__Stated problem__
Please pull out every line of the records below that contains the string "meadow". Case counts.

[Dataset entries]
------------------------------------------------
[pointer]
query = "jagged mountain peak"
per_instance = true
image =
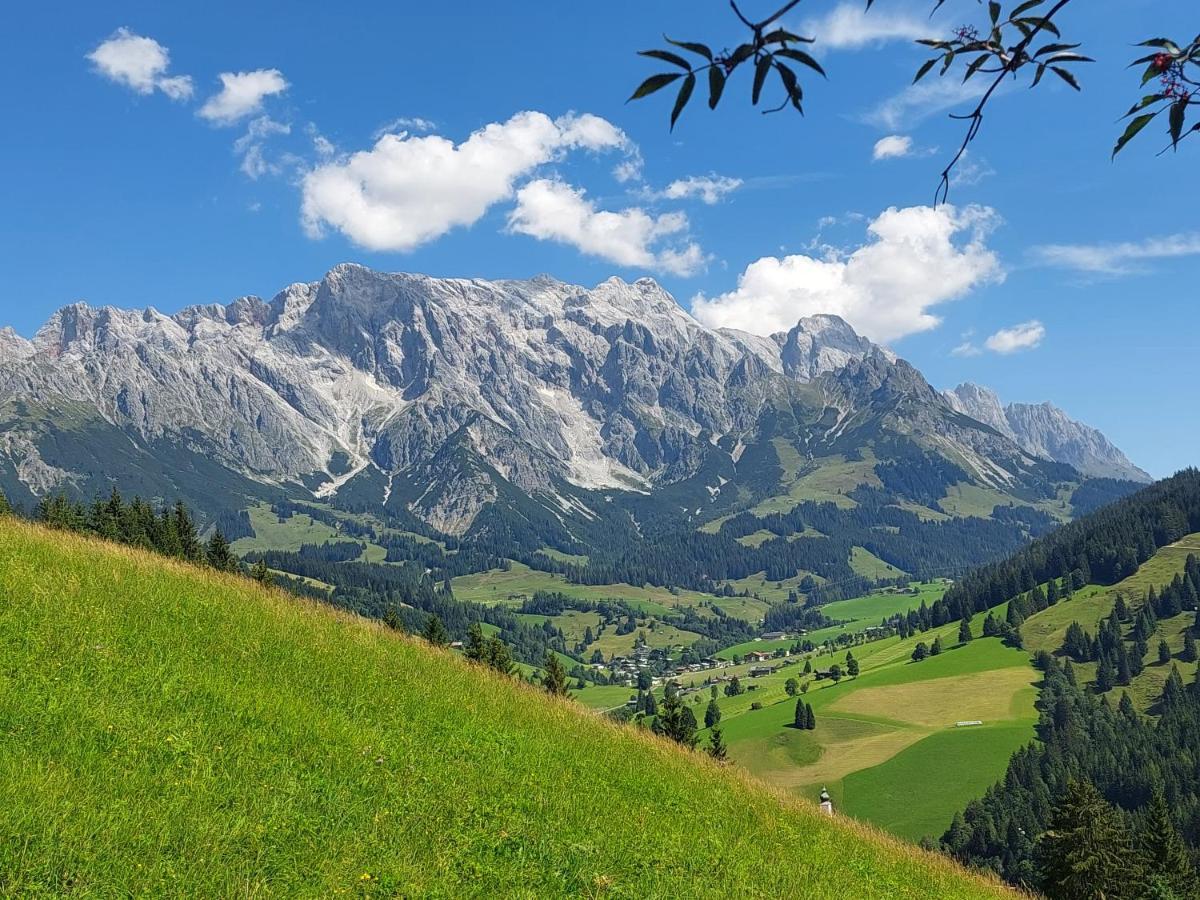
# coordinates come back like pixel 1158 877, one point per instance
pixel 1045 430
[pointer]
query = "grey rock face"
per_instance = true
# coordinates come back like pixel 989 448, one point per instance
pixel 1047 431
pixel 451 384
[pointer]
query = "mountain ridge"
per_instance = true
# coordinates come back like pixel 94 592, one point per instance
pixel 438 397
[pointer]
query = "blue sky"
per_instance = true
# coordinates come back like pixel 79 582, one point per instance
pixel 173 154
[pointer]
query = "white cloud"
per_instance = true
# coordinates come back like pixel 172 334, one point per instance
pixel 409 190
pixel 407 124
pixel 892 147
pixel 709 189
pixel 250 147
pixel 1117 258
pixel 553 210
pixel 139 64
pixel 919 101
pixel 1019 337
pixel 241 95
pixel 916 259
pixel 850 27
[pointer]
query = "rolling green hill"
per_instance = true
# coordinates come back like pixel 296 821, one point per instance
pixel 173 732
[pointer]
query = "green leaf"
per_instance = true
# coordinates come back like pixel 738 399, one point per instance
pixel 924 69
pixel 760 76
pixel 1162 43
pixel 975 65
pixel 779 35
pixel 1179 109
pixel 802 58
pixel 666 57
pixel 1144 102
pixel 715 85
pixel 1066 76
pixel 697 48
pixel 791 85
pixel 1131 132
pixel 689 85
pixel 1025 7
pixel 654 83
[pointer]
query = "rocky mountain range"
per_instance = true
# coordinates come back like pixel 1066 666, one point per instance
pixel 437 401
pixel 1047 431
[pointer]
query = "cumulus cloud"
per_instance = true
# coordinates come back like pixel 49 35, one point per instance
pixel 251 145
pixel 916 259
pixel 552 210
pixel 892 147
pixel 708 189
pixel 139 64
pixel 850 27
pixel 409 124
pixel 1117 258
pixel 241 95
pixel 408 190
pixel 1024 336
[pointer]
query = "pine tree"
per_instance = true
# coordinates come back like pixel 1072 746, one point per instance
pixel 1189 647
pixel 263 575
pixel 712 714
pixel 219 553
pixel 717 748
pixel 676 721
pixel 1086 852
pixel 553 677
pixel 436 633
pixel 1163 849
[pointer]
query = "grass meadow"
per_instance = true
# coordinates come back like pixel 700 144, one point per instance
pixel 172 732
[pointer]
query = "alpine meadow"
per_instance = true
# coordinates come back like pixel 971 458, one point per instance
------------------------------------------------
__Result of this exercise__
query = "grass meadow"
query = "alpine meadow"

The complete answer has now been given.